:: The task ::
In the listing below, find the line containing "The answer SHOULD provide one point per instance of the dark". Write out that line and every line after it to the end, exactly and only those.

:: Information supplied ::
+ + +
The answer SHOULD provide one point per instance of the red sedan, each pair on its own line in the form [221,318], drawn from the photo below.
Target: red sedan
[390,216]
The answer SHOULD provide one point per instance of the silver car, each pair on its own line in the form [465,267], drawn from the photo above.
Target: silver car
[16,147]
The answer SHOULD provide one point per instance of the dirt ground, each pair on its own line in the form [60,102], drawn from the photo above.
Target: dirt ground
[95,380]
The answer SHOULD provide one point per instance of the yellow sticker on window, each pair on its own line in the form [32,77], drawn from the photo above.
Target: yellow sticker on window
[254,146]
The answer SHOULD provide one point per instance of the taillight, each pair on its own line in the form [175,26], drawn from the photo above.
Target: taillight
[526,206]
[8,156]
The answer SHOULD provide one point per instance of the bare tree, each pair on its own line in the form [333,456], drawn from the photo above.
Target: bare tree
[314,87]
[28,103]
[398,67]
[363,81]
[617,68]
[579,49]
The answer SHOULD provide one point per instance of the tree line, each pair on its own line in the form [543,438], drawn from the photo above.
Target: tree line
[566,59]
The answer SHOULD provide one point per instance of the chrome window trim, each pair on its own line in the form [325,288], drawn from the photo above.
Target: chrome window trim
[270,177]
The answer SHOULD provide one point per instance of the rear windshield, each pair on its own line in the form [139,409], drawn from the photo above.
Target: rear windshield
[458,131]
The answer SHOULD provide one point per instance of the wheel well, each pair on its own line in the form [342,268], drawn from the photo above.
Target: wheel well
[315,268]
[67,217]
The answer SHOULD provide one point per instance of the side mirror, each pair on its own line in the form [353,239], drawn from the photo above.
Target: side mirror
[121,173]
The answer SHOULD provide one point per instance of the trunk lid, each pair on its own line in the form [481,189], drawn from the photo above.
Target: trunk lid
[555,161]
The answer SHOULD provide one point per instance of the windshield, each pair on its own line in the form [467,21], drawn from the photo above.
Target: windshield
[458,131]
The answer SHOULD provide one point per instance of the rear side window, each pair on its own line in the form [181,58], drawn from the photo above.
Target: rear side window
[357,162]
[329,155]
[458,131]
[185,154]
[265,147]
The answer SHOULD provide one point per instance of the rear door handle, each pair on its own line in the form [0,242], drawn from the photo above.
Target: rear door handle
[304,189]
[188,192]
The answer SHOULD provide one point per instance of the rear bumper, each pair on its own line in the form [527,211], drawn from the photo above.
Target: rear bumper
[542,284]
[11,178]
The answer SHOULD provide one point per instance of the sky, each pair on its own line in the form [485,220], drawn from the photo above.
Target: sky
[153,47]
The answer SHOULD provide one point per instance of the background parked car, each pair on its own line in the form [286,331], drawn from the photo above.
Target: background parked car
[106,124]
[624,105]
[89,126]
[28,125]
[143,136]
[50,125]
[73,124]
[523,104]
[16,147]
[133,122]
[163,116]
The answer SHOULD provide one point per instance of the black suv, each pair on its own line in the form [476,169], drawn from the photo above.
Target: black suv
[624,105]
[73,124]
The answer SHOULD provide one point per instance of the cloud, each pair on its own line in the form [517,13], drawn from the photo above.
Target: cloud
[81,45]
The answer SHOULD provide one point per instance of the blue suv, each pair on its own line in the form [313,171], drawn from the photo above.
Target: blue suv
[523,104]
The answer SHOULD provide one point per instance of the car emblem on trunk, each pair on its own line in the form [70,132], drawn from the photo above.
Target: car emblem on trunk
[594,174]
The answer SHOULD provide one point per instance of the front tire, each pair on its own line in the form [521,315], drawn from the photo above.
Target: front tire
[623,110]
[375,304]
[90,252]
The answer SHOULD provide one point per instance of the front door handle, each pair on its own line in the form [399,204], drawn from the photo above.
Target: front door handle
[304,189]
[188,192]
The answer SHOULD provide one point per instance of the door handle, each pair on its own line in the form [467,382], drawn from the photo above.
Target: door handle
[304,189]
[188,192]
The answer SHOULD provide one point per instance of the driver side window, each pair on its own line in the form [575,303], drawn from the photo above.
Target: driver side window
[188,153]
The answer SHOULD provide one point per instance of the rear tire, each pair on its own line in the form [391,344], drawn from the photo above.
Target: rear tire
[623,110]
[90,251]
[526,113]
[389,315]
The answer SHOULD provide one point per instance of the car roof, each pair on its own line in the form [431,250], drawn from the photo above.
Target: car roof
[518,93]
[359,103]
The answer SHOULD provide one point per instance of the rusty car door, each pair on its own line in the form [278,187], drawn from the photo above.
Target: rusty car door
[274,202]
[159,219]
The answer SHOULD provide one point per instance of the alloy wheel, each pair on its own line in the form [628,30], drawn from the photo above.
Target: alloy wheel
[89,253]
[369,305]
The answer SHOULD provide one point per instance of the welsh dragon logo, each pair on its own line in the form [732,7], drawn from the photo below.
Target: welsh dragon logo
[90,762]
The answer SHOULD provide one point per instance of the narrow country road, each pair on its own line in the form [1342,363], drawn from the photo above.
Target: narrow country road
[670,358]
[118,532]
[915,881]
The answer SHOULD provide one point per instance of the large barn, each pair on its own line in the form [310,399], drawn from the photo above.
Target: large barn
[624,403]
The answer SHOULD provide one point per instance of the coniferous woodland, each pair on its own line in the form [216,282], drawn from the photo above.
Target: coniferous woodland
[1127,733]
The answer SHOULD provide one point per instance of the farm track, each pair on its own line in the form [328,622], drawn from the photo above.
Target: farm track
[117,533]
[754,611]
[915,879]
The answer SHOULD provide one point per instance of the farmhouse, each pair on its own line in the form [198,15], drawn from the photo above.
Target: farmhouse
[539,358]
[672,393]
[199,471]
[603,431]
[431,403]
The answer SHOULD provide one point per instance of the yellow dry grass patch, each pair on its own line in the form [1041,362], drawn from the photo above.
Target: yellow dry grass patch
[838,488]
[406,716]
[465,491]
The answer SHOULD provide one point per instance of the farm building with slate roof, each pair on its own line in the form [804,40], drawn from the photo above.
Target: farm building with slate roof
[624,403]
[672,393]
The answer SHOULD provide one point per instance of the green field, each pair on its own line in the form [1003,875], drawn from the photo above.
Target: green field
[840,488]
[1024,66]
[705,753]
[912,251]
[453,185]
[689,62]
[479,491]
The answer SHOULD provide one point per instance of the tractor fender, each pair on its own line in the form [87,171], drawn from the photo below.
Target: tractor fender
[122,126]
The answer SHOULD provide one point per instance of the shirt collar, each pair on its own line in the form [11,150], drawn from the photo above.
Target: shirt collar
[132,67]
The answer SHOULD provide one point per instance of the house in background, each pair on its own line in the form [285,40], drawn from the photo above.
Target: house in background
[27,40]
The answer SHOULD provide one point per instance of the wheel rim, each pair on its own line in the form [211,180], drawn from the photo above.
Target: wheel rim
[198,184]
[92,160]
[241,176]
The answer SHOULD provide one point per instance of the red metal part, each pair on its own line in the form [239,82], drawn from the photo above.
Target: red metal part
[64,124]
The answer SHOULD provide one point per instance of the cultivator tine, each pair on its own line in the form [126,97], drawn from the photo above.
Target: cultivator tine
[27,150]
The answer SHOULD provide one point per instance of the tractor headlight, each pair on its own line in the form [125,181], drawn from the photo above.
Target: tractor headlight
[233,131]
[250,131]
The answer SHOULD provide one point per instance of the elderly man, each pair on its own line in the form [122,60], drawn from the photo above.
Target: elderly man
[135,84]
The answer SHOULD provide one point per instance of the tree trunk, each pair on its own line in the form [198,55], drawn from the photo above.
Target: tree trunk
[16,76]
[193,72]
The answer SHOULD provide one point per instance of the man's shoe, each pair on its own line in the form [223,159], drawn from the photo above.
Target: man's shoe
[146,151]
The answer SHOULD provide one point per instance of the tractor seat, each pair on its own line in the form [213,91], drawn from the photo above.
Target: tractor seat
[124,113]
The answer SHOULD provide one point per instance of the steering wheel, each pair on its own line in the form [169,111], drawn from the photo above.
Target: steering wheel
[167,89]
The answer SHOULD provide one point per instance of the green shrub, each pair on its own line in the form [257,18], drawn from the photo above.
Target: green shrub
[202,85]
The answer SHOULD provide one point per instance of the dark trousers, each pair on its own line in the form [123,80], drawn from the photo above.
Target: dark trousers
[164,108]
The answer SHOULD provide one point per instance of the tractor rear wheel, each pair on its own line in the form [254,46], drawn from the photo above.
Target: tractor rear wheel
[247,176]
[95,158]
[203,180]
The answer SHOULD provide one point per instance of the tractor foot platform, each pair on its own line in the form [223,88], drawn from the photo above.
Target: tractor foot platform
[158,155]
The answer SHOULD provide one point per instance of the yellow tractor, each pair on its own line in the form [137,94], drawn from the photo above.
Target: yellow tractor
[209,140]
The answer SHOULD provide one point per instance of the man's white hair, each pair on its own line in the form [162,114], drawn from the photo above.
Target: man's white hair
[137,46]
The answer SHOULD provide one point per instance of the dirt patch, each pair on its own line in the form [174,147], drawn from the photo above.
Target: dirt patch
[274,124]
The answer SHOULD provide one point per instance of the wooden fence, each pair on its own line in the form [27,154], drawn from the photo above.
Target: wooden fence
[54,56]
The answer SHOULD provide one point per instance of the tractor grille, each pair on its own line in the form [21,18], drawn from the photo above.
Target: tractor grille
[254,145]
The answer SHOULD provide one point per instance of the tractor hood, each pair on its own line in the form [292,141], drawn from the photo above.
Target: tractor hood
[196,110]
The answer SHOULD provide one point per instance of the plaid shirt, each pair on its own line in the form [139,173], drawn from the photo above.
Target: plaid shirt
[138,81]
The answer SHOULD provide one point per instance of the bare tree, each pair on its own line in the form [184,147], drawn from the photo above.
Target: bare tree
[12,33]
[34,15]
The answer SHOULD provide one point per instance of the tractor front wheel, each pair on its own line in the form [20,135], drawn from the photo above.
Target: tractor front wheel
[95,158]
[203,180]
+ + +
:: Answer to the problem ::
The answer SHOULD provide one point per instance of the dark trousers, each pair on its own line in the form [123,80], drawn from the photo above.
Target: dark trousers
[164,108]
The answer SHOULD provide one point per instance of the tractor rear wheel, each pair on its own line in the form [254,46], drawn from the photo above.
Target: tractor rear wheel
[247,176]
[95,158]
[203,180]
The answer SHOULD provide one point per instance of the tractor foot platform, each pair on its own line in the form [223,88], drawn from the photo above.
Target: tractor foot platform
[158,155]
The answer SHOULD provide one point per instance of the yellow tractor, each pair on its own line in the form [137,94], drawn from the photo above.
Target: yellow tractor
[209,140]
The answer SHOULD provide one point per instance of the man's white hair, each pair on its own line in the form [162,114], drawn from the photo above.
Target: man's white hair
[137,46]
The answer SHOULD provide one point per instance of the dirt patch, each pair on its own line in the form [174,147], drawn from the photo above.
Target: dirt patch
[274,124]
The answer SHOULD provide one point per instance of the wooden fence, each pair on its own line in the form [27,154], drawn from the photo above.
Target: wooden fence
[54,56]
The answer SHOULD provide one point per instance of the tractor grille, each pair on its own line in the form [21,18], drawn from the photo above.
Target: tractor grille
[254,145]
The answer SHOULD provide one point per instance of the tractor hood, each pair on its own line in the form [292,141], drawn from the photo above.
Target: tractor hood
[196,110]
The answer SHOULD provide one point per instance of the plaid shirt, each pair on its own line in the form [139,173], drawn from the photo above.
Target: plaid shirt
[138,81]
The answer SHOULD provide one point per instance of the bare tree, each pair on its own line in the form [184,147], drawn from the photo above.
Target: bare tree
[12,33]
[34,15]
The answer SHOULD provide one point per instance of the tractor front wheel, each pair on its own line in the form [20,135], drawn from the photo above.
Target: tractor front wheel
[95,158]
[203,180]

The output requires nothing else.